Goal of the exercise:
Could you extract every entry below and reproduce it exactly?

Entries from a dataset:
>>>
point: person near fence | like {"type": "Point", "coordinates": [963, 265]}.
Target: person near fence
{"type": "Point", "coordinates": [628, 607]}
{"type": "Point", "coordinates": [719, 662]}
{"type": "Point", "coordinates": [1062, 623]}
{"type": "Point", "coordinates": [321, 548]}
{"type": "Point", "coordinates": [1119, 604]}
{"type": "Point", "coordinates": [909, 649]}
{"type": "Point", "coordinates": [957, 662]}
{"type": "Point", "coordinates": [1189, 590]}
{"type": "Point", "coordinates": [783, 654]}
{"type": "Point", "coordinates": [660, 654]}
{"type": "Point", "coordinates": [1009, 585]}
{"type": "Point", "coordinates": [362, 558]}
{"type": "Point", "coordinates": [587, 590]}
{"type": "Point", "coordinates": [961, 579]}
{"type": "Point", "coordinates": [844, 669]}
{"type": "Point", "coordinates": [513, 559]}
<<<
Solution to this exercise:
point: person near fence | like {"type": "Point", "coordinates": [963, 265]}.
Target: person near fence
{"type": "Point", "coordinates": [628, 607]}
{"type": "Point", "coordinates": [719, 662]}
{"type": "Point", "coordinates": [1062, 623]}
{"type": "Point", "coordinates": [321, 548]}
{"type": "Point", "coordinates": [1119, 604]}
{"type": "Point", "coordinates": [909, 649]}
{"type": "Point", "coordinates": [957, 662]}
{"type": "Point", "coordinates": [1189, 590]}
{"type": "Point", "coordinates": [783, 654]}
{"type": "Point", "coordinates": [660, 654]}
{"type": "Point", "coordinates": [1009, 585]}
{"type": "Point", "coordinates": [362, 558]}
{"type": "Point", "coordinates": [587, 590]}
{"type": "Point", "coordinates": [961, 579]}
{"type": "Point", "coordinates": [844, 669]}
{"type": "Point", "coordinates": [513, 559]}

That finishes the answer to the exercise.